▶ [EXERCISE DESCRIPTION]:
Rescale everything from the line containing "object_query = dense cityscape" down to the end of the records, copying every line in full but multiplying each box coordinate in the answers by 2.25 and rounding to whole numbers, with halves going up. Leave the numbers in the requests and their sample lines as they are.

[A block of data]
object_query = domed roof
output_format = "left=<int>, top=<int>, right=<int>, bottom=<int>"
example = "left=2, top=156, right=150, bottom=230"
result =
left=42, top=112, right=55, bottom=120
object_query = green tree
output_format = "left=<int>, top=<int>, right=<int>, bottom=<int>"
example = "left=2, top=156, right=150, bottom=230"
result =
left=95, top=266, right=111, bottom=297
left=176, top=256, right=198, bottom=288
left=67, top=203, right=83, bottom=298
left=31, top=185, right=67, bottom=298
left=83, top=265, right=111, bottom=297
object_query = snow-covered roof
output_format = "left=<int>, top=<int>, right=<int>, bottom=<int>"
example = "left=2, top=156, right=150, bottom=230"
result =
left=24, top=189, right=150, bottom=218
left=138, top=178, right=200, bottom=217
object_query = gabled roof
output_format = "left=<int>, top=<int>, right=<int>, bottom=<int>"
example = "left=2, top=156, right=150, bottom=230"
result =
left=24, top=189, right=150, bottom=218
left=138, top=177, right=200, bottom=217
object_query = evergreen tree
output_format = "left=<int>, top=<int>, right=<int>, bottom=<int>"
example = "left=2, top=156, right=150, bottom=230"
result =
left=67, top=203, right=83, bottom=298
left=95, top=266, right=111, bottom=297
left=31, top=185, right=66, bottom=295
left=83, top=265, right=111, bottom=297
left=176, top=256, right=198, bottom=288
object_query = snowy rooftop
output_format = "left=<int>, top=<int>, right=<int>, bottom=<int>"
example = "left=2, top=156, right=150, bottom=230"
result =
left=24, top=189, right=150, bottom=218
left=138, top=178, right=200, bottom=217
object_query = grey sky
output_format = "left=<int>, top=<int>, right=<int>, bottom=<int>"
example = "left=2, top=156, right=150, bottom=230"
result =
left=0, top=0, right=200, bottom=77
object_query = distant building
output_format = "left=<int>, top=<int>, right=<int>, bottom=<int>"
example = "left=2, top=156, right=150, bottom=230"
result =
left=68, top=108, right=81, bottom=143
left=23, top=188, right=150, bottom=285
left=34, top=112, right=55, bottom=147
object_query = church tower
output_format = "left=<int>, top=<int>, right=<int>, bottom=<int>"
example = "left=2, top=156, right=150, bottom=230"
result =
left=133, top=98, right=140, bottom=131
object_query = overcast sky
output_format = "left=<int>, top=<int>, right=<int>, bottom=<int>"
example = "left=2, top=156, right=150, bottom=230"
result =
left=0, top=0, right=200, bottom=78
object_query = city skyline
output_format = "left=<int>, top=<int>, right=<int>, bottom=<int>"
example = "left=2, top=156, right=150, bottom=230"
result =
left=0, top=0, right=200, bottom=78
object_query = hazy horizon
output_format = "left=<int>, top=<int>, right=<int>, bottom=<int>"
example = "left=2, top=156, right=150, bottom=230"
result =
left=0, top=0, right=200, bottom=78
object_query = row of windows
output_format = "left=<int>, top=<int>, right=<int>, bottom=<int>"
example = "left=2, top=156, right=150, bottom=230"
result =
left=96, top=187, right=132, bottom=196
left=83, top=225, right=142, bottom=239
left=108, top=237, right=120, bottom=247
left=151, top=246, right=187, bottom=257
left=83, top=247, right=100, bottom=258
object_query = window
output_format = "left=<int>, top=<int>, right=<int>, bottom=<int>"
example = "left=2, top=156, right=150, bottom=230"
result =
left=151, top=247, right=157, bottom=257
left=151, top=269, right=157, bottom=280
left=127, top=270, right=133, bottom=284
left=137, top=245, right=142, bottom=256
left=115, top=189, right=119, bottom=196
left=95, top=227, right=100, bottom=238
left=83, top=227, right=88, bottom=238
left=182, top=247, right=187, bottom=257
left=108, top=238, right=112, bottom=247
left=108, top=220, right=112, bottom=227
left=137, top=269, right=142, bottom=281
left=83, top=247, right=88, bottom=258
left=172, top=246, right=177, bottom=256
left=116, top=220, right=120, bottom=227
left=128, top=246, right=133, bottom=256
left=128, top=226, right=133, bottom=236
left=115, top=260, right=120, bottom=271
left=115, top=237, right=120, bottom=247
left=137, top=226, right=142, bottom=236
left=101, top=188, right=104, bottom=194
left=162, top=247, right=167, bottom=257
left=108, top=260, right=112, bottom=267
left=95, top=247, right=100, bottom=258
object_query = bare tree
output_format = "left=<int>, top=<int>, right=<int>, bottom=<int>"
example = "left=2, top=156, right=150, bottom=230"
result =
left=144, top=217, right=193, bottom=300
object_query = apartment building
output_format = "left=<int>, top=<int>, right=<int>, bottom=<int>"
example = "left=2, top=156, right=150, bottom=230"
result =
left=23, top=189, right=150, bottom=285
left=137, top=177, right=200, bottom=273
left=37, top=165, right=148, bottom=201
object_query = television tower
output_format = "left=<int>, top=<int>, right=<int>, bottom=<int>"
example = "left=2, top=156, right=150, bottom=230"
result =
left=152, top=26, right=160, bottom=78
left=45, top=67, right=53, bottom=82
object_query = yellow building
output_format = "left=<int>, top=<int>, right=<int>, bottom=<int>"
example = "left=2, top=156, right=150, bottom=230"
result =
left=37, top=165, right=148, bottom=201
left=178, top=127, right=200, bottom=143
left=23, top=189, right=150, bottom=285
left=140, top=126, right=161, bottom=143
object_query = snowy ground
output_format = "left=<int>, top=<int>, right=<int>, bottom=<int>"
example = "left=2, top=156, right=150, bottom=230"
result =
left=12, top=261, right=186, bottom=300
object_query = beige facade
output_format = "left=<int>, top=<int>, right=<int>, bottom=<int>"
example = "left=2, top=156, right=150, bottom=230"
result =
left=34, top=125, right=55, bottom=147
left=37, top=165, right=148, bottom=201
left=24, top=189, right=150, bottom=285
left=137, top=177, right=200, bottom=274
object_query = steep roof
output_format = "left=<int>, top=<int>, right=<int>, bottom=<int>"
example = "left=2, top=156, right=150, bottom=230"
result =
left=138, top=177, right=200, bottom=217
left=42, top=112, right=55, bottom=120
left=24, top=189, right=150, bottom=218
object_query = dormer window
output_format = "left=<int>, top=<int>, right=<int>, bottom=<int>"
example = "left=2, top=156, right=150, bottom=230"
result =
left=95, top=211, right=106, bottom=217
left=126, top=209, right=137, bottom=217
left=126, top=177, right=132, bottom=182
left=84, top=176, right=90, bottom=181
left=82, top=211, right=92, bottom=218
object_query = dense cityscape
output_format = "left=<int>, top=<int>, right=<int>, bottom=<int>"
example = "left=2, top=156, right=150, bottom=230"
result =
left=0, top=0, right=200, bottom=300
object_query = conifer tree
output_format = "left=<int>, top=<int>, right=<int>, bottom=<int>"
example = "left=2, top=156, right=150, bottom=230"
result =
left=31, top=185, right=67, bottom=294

▶ [EXERCISE OUTPUT]:
object_query = dense cityscape
output_format = "left=<int>, top=<int>, right=<int>, bottom=<int>"
example = "left=2, top=156, right=150, bottom=230"
result =
left=0, top=0, right=450, bottom=675
object_query = conifer tree
output_format = "left=<int>, top=<int>, right=<int>, bottom=<int>"
example = "left=2, top=156, right=150, bottom=230"
result =
left=70, top=416, right=151, bottom=662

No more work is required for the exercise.